■ ASSIGNED TASK ■
Read the data and repeat all of it exactly.

■ PROVIDED ENTRIES ■
___

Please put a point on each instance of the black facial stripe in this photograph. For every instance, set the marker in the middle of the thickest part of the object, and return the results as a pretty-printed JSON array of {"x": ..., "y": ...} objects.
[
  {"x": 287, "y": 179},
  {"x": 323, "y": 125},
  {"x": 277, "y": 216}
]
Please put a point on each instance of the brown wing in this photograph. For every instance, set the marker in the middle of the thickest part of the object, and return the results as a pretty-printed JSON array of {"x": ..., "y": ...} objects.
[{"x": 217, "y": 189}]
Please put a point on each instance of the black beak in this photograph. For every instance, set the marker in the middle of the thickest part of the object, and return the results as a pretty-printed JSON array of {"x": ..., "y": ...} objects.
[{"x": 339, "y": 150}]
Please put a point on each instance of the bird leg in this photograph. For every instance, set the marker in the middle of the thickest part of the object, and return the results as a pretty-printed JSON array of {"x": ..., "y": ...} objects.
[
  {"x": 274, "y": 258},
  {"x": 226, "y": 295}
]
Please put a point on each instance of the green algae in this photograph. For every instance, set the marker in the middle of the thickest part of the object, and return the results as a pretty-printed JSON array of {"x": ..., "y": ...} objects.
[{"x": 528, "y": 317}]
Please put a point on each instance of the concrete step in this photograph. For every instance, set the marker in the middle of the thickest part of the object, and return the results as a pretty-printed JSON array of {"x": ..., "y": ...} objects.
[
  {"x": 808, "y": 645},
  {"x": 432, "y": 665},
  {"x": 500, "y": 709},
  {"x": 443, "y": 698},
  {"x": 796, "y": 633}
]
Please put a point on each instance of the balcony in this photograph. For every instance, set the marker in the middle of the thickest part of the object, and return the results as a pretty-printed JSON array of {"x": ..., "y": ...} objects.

___

■ ANSWER AREA ■
Please put a point on each instance of the black facial stripe in this photograph. For every instance, set the marker in the middle of the thickest part of the object, and return the results as a pretty-printed JSON array of {"x": ..., "y": ...} objects.
[
  {"x": 287, "y": 179},
  {"x": 323, "y": 125},
  {"x": 277, "y": 216}
]
Please put a point on each instance of the brown wing in this photograph. For every instance, set the marker in the middle of the thickest part of the object, and return the results as a pretty-printed JSON array of {"x": ..., "y": ...} objects.
[{"x": 217, "y": 189}]
Please put a point on each instance of the black beak in this photograph. For every instance, set the marker in the middle of the thickest part of the object, and return the results as a pretty-printed JSON array of {"x": ..., "y": ...} objects.
[{"x": 339, "y": 150}]
Please put a point on each instance of the bird leg in this photograph. For every instance, set the marker in the middle of the thickest part of the object, and return the results as a pretty-printed JSON array of {"x": ..., "y": ...} objects.
[
  {"x": 274, "y": 258},
  {"x": 226, "y": 295}
]
Please put a point on each instance of the green algae in this photograph. For every instance, set the marker in the middle of the thickest part of the object, and return the results as a pretty-printed JSON array of {"x": ..., "y": ...} objects.
[{"x": 528, "y": 317}]
Please put a point on each instance of the concrete step in this photograph. For every instance, set the marker in the middle of the thickest part of the object, and return the results as a pretty-printed JSON array of {"x": ..., "y": ...} objects.
[
  {"x": 808, "y": 645},
  {"x": 432, "y": 665},
  {"x": 500, "y": 709},
  {"x": 443, "y": 698},
  {"x": 796, "y": 633}
]
Please put a point on each instance of the balcony in this photograph. For every instance, set the marker in the middle of the thickest part of the object, and return the results as a pretty-printed JSON array of {"x": ..., "y": ...} objects.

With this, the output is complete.